----- Data to use

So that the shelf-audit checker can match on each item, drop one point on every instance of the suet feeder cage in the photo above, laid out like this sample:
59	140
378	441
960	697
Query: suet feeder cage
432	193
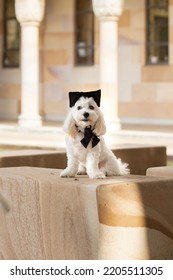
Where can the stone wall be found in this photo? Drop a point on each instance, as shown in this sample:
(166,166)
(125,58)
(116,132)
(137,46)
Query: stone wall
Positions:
(145,91)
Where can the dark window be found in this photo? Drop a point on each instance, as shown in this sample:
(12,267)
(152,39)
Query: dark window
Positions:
(157,32)
(84,33)
(11,36)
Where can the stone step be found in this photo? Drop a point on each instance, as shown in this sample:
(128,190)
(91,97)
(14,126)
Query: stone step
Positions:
(44,216)
(139,157)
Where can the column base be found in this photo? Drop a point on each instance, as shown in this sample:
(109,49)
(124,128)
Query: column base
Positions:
(29,122)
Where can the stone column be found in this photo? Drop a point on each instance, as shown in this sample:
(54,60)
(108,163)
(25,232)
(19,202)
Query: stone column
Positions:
(108,12)
(29,13)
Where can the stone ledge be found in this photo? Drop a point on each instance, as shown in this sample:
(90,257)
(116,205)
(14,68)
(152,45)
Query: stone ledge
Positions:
(162,171)
(123,217)
(139,157)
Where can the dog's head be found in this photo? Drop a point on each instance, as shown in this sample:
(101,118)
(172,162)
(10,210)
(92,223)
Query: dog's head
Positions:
(85,113)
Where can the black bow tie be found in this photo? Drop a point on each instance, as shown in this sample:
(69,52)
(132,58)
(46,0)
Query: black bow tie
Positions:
(89,136)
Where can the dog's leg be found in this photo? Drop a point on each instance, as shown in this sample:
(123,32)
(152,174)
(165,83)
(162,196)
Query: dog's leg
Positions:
(92,165)
(72,167)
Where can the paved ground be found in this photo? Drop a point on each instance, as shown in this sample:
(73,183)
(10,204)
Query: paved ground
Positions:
(50,135)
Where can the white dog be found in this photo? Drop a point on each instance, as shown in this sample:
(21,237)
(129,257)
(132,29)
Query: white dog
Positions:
(86,150)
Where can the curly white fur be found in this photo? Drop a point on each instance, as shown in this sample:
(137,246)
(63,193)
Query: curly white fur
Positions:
(97,162)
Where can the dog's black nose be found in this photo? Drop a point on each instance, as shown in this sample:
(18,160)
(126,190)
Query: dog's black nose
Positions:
(86,115)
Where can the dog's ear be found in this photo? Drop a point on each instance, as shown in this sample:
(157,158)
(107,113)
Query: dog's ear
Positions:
(100,126)
(69,124)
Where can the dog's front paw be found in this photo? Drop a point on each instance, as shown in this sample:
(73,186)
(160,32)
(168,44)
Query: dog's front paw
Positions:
(66,173)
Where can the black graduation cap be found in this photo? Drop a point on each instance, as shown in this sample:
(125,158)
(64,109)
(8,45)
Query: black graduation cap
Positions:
(74,96)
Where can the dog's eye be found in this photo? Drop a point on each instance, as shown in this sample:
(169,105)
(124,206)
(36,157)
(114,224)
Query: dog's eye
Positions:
(91,107)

----------

An exact copy of every entry, pictures left out, is what to write here.

(Reply to the exercise):
So that the shelf-audit checker can match on each item, drop one point on every instance of the suet feeder cage in the photo above, laid out like this sample:
59	140
378	441
960	697
Query: suet feeder cage
432	193
Where can the stone wall be found in this photo? Drop a point on each instance, as shown in this sample:
(166,166)
(125,58)
(116,132)
(137,46)
Query: stone wall
Positions:
(145,91)
Where can the dark window be found in this photo? Drop a point on each instance, as shown in this sample:
(12,267)
(152,39)
Query: dark window
Positions:
(157,32)
(84,33)
(11,36)
Where can the stone step be found in this photo? Drop a point on each instance, as shown in this sample:
(128,190)
(91,97)
(14,126)
Query: stone step
Positions:
(44,216)
(139,157)
Where can the column base be found in this photo? Drop a point on each instance, as shown in this sample:
(109,49)
(124,128)
Query: column base
Positions:
(29,122)
Where can the stone column be found in this photo? Drop a point on each instance, as shown in this sample:
(54,60)
(108,163)
(25,232)
(19,202)
Query: stone column
Positions:
(108,12)
(29,13)
Where can the stone ledge be found in this photo? Drop a point on each instance, as shown in this sample:
(90,257)
(116,205)
(14,68)
(152,45)
Query: stone ledge
Positions:
(162,171)
(123,217)
(139,157)
Where can the dog's head be found in this photo? Drop a point on each instance, as shown in this sample:
(101,118)
(172,162)
(10,210)
(92,223)
Query: dog's head
Positions:
(85,113)
Where can the black bow tie be found in this photo? Drop a point on each instance, as shown in this sample:
(69,52)
(132,58)
(46,0)
Query: black bow tie
Positions:
(89,136)
Where can the dog's leg be found in this photo? Drop a point on each instance, as shown in this sample:
(123,32)
(152,174)
(165,83)
(162,196)
Query: dog's leg
Positions:
(92,165)
(72,167)
Where can the paved ground be found in this photo? Drop a point on each instance, as shown in this sample:
(73,183)
(10,204)
Query: paved ground
Positions:
(50,135)
Where can the white dog be found in this photo? Drop a point on each instance, as shown in this sample:
(21,237)
(129,257)
(132,29)
Query: white dog
Positions:
(86,150)
Where can the curly white fur be found in this photo? Drop a point on each instance, as shown in this sample:
(137,246)
(63,193)
Query: curly white fur
Positions:
(97,162)
Where can the dog's black nose be found in this photo? Drop a point on each instance, as shown in this sample:
(18,160)
(126,190)
Query: dog's black nose
Positions:
(86,115)
Where can the dog's ear be found in this photo? Drop a point on each instance, as shown in this sample:
(157,158)
(107,113)
Query: dog's ear
Positions:
(100,126)
(69,124)
Where can the dog's front paw be found in this photo? Drop a point on each instance, as shown in this sample:
(73,186)
(160,32)
(168,44)
Query: dog's front paw
Positions:
(66,173)
Where can the black graduation cap be found in this photo? Drop a point on each instance, as shown in this sample:
(125,158)
(64,109)
(8,45)
Query: black graduation cap
Positions:
(74,96)
Where can the dog's eye be found in this photo? Drop a point on each instance, as shown in this sample:
(169,105)
(124,206)
(36,157)
(114,224)
Query: dog's eye
Positions:
(91,107)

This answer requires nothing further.